It was a broad mass of shiny cotton that you wrapped around your waist when you attended a glitz and glamour occasion. Well, of course back then as a teenager there were very few such events except the Super Party.

The Super Party was a Form 5 leavers’ ball when most of us mistakenly due to tragic mind degeneration thought we had conquered the world. The Super Party now trades under even more glamorous names like The Prom, Leavers Ball and Completers Ball and some other fancy Generation X nomenclature. You could have the most beautiful suit but if you did not have a dinner belt, the urge to attend the Super Party was seriously dented. You could have the most beautiful shoes, but if you did not have the dinner belt you were not going to the Super Party.

In fact in some cases, most cases actually, the dinner belt was the first acquisition in the Super Party outfit. Sadly, some budgets even ended at the dinner belt acquisition stage and there was nothing to buy the suit.  

The economic sharks in the form of shops would wheel them out to the window displays as soon as November came round.  This was to titillate our appetite and remind us that the time was nigh. This was also the trigger for family feuds. As soon as you started mentioning dinner belts at the dinner table the arguments erupted.

* [Objectives]:
[a] Print the part of the dinner belt passage that opens with the words containing "The Super Party was a" and closes with "to the Super Party.".
[b] Summarize the dinner belt passage in two sentences.
Draw solely on the dinner belt passage, without outside sources.

* [Data extract]:
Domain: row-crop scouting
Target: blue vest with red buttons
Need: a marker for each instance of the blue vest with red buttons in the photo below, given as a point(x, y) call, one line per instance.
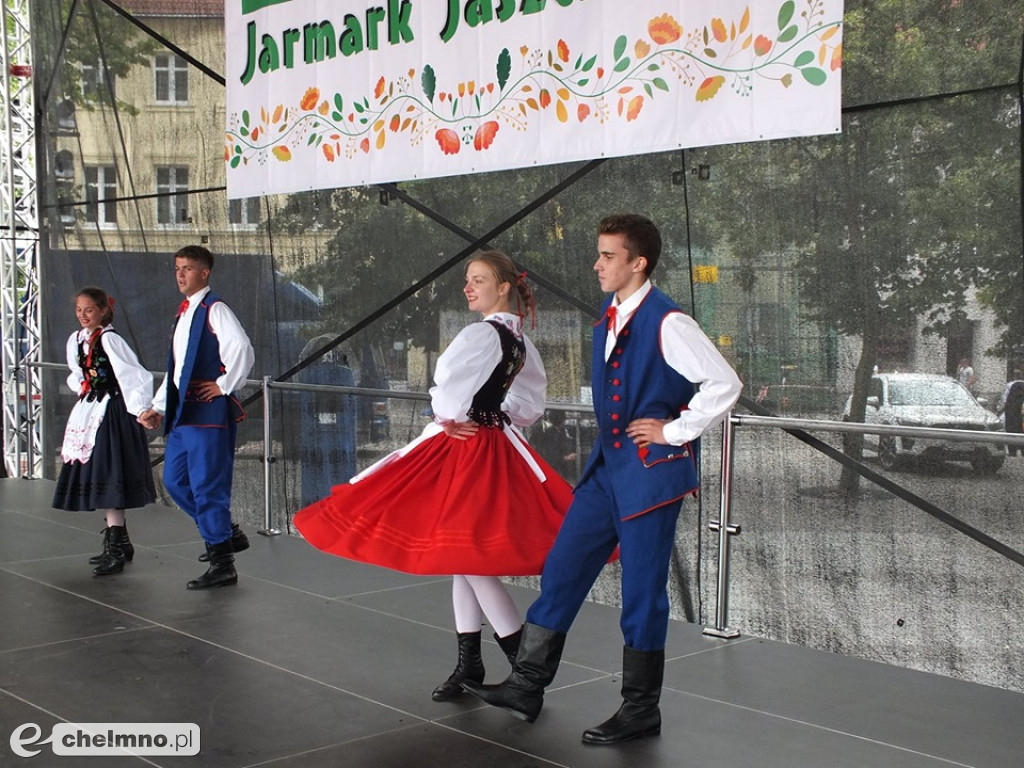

* [Task-by-task outputs]:
[a]
The Super Party was a Form 5 leavers’ ball when most of us mistakenly due to tragic mind degeneration thought we had conquered the world. The Super Party now trades under even more glamorous names like The Prom, Leavers Ball and Completers Ball and some other fancy Generation X nomenclature. You could have the most beautiful suit but if you did not have a dinner belt, the urge to attend the Super Party was seriously dented. You could have the most beautiful shoes, but if you did not have the dinner belt you were not going to the Super Party.

[b] The dinner belt, a broad mass of shiny cotton wrapped around the waist, was considered indispensable for attending the Super Party, a Form 5 leavers' ball, and was often the first item acquired for the outfit. Shops displayed dinner belts in their windows as soon as November arrived, and mentioning them at the dinner table set off family arguments.